Textabschnitt
============
2. Februar 2008

Ketzereien zum Irak (27): Niemand soll sagen, er habe es nicht gewußt

Der Irak ist entgegen dem, worauf noch vor einem halben Jahr fast jeder gewettet hätte, kein zentrales Thema des amerikanischen Wahlkampfs. Der Grund dafür liegt auf der Hand: Statt des irakischen Bürgerkriegs, den in der ersten Hälfte 2007 viele in den USA und fast alle in Deutschland heraufziehen, wenn nicht gar schon stattfinden sahen, hat es im Irak eine Wende zum Besseren gegeben.

Ich habe im Juni über die ersten Anzeichen für diese Wende berichtet, als in Deutschland die meisten noch überzeugt waren, daß die amerikanische Niederlage unabwendbar geworden sei. Wie es allmählich immer besser wurde, kann man in den Folgen 14 bis 24 dieser Serie nachlesen.
============
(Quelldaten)
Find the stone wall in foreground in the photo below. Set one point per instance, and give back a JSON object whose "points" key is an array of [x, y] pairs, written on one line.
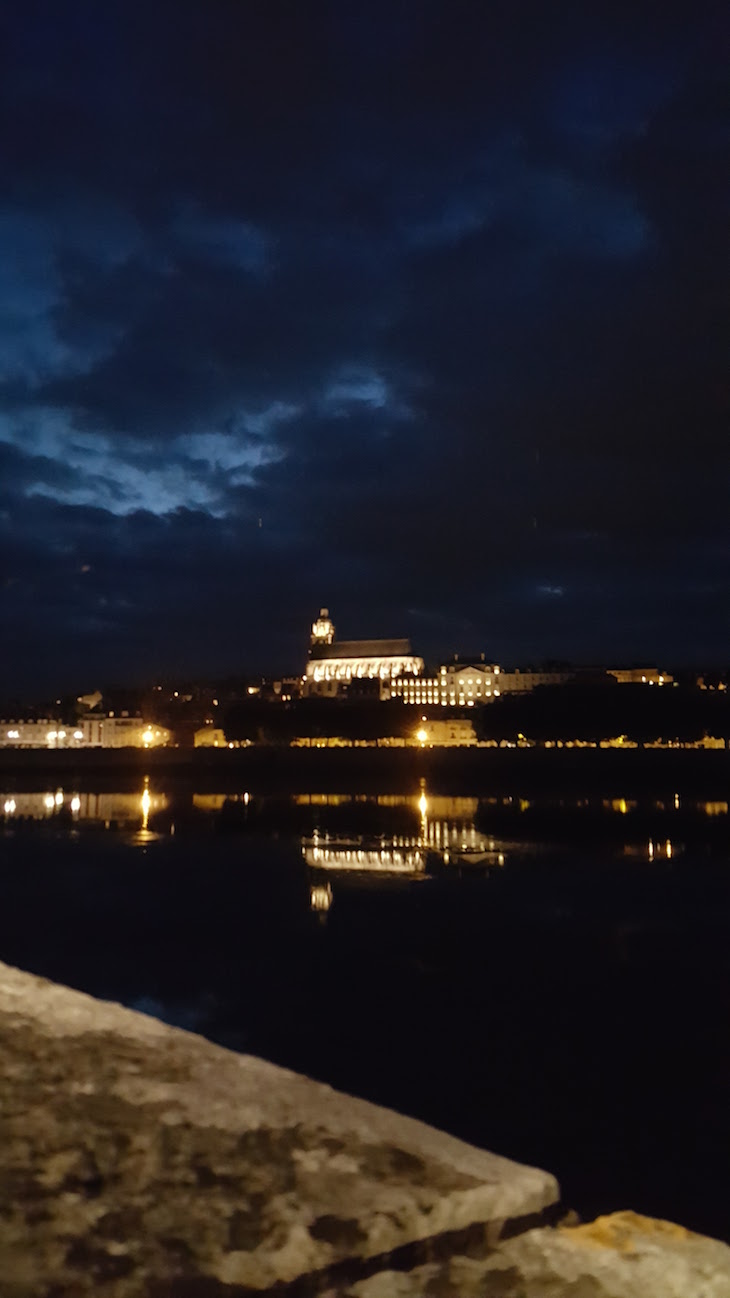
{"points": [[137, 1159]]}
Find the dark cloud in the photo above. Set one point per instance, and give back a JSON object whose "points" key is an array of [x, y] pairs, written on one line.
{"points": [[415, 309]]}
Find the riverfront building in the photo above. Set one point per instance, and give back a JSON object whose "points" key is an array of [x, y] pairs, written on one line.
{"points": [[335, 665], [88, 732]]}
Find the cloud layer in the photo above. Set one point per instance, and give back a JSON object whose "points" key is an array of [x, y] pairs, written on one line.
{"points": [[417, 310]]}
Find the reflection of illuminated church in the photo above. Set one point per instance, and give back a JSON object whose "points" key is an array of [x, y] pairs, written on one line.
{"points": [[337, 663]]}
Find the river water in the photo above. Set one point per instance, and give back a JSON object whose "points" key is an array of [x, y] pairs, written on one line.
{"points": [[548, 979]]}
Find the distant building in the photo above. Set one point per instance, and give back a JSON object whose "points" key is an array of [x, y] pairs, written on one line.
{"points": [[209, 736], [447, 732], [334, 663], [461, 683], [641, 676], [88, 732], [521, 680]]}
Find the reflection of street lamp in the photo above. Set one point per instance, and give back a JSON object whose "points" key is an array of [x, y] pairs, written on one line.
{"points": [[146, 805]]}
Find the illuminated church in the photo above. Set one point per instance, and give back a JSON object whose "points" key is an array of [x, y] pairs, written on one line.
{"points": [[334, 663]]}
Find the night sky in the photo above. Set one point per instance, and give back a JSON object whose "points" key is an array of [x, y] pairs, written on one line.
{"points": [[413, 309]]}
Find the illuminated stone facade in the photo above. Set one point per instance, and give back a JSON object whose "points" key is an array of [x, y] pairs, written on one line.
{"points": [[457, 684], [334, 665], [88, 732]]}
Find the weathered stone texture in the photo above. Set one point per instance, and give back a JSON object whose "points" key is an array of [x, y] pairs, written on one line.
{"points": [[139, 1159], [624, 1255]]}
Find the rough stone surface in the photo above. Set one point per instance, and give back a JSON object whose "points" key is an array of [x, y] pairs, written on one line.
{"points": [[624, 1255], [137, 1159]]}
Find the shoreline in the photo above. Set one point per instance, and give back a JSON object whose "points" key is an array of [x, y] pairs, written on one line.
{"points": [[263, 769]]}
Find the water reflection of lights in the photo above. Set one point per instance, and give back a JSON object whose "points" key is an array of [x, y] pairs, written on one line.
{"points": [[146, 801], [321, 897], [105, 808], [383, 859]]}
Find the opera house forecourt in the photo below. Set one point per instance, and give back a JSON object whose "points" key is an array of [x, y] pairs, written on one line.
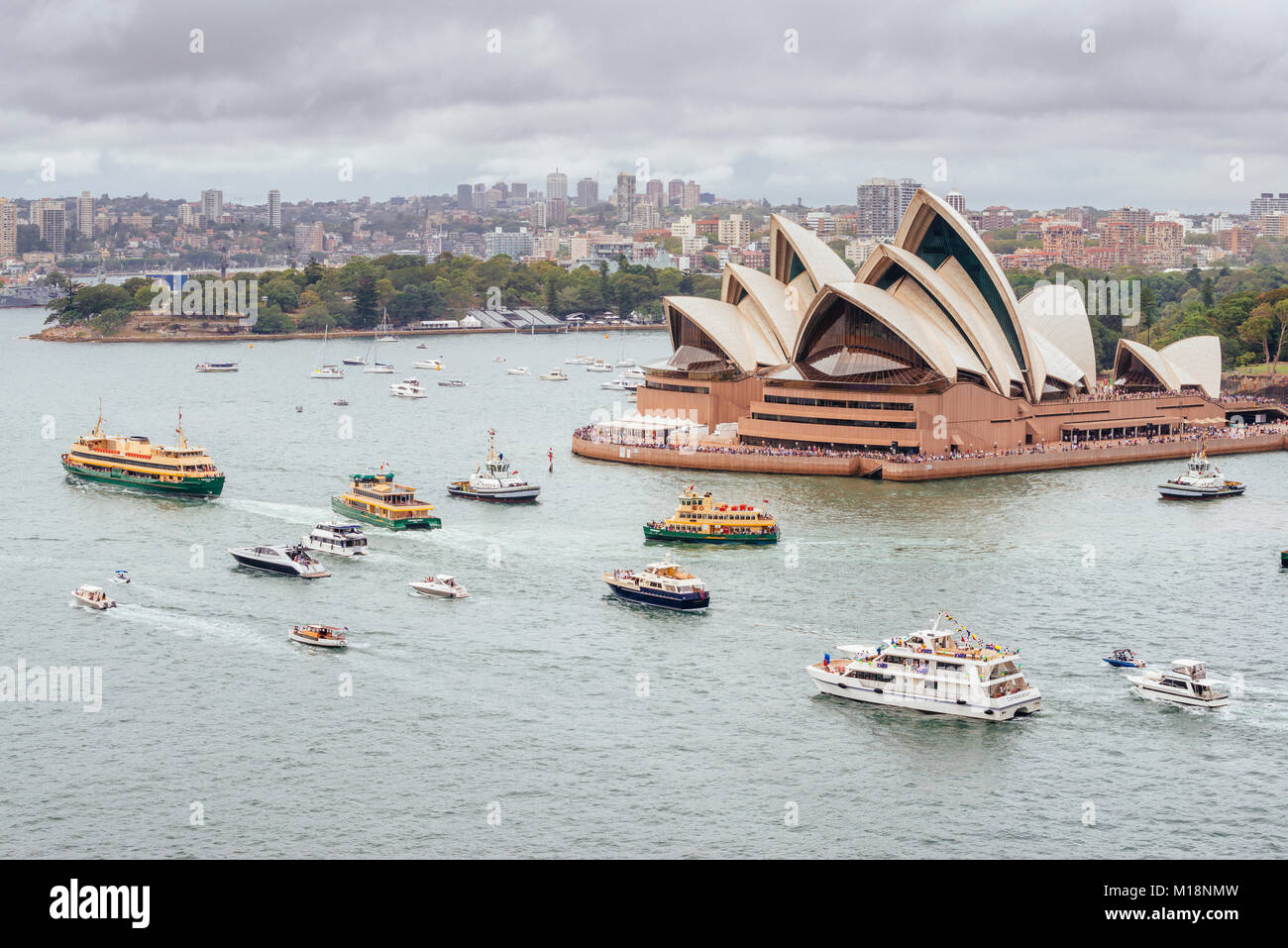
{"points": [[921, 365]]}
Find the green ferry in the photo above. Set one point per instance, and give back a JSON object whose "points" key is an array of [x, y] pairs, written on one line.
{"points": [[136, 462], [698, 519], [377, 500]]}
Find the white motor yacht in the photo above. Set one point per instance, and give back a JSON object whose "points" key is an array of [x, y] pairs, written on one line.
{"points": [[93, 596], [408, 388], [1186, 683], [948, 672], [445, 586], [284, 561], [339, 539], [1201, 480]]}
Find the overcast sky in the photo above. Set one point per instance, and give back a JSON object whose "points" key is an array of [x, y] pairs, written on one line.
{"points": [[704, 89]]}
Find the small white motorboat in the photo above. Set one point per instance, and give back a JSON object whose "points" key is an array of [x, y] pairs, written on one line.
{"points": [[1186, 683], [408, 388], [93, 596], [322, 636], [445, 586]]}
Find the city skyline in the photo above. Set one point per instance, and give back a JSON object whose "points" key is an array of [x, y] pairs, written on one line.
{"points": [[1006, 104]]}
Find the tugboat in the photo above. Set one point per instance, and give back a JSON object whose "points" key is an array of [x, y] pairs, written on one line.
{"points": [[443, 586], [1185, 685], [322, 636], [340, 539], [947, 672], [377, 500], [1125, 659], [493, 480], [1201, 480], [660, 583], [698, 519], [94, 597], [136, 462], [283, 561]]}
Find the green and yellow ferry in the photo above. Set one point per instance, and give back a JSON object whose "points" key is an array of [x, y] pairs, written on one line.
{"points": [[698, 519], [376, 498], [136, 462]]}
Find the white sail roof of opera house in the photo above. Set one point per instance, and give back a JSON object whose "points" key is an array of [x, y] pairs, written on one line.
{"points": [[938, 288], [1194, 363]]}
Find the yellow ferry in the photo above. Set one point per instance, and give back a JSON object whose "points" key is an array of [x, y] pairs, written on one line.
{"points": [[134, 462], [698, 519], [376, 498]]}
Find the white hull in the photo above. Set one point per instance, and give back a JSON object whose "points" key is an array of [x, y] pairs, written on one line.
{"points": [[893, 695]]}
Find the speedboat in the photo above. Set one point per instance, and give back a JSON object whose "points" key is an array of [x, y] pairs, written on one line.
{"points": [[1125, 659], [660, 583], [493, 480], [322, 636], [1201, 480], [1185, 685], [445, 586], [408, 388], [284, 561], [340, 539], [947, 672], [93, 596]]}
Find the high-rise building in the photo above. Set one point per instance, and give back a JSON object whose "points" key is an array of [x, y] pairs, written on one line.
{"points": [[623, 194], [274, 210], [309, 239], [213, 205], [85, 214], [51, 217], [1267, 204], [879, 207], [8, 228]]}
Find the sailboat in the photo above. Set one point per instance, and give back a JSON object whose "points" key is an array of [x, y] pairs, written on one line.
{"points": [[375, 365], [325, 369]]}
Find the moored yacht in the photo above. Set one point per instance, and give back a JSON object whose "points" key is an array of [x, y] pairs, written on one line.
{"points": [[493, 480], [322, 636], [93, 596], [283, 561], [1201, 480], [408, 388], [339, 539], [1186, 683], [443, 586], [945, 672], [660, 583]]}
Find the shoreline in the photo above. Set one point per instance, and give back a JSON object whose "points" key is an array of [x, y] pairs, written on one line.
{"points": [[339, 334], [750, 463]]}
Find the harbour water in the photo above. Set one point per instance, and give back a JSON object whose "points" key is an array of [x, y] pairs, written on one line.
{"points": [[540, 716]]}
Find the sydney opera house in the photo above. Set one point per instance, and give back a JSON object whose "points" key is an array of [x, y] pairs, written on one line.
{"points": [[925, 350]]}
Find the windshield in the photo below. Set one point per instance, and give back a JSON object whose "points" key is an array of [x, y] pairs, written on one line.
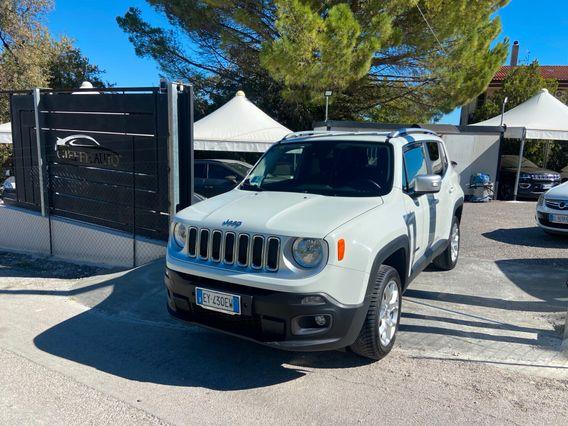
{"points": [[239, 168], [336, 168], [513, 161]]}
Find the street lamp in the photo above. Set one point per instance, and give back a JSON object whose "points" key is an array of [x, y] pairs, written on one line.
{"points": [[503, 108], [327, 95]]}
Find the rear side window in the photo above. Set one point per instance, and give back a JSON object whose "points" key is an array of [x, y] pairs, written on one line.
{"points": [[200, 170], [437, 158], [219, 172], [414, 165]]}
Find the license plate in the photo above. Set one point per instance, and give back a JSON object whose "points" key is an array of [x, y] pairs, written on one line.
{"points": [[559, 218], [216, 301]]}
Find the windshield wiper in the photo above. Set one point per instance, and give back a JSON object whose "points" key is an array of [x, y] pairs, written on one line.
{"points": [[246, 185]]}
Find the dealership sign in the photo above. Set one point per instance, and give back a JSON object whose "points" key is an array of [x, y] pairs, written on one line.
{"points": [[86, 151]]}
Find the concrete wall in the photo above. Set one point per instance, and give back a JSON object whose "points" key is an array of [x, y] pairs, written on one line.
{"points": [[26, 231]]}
============
Deine Aufgabe
Schreib aus dem Text über den Irak wortgetreu ab: Beginne bei den Worten mit „Der Irak ist“ und höre nach „dieser Serie nachlesen.“ auf.

Lösung dazu
Der Irak ist entgegen dem, worauf noch vor einem halben Jahr fast jeder gewettet hätte, kein zentrales Thema des amerikanischen Wahlkampfs. Der Grund dafür liegt auf der Hand: Statt des irakischen Bürgerkriegs, den in der ersten Hälfte 2007 viele in den USA und fast alle in Deutschland heraufziehen, wenn nicht gar schon stattfinden sahen, hat es im Irak eine Wende zum Besseren gegeben.

Ich habe im Juni über die ersten Anzeichen für diese Wende berichtet, als in Deutschland die meisten noch überzeugt waren, daß die amerikanische Niederlage unabwendbar geworden sei. Wie es allmählich immer besser wurde, kann man in den Folgen 14 bis 24 dieser Serie nachlesen.